───── Records to use ─────

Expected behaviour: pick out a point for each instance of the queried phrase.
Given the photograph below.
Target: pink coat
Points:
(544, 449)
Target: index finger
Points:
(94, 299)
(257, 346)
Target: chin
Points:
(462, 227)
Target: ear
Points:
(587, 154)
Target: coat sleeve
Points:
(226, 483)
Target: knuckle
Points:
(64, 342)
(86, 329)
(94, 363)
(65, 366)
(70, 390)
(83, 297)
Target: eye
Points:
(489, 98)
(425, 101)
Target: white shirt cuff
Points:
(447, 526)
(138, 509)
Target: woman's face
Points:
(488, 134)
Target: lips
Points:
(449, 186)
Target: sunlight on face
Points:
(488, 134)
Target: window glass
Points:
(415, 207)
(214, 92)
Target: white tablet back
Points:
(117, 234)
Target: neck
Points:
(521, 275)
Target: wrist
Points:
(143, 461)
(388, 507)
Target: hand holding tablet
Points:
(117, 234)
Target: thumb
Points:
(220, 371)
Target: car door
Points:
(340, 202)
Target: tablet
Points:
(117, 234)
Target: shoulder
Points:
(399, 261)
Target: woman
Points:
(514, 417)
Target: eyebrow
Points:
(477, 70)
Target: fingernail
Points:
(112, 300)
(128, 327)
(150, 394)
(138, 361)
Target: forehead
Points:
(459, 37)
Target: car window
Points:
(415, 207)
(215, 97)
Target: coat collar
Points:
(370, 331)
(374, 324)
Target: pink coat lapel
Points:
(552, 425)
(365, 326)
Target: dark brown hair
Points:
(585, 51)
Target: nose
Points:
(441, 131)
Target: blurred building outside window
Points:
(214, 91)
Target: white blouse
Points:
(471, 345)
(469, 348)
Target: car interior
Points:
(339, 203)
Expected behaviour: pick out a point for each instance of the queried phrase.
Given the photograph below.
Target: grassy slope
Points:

─────

Problem details:
All lines of the listing holding the string "pink" must be returned, copied as they stand.

Output of the exercise:
Target: pink coat
Target: pink coat lapel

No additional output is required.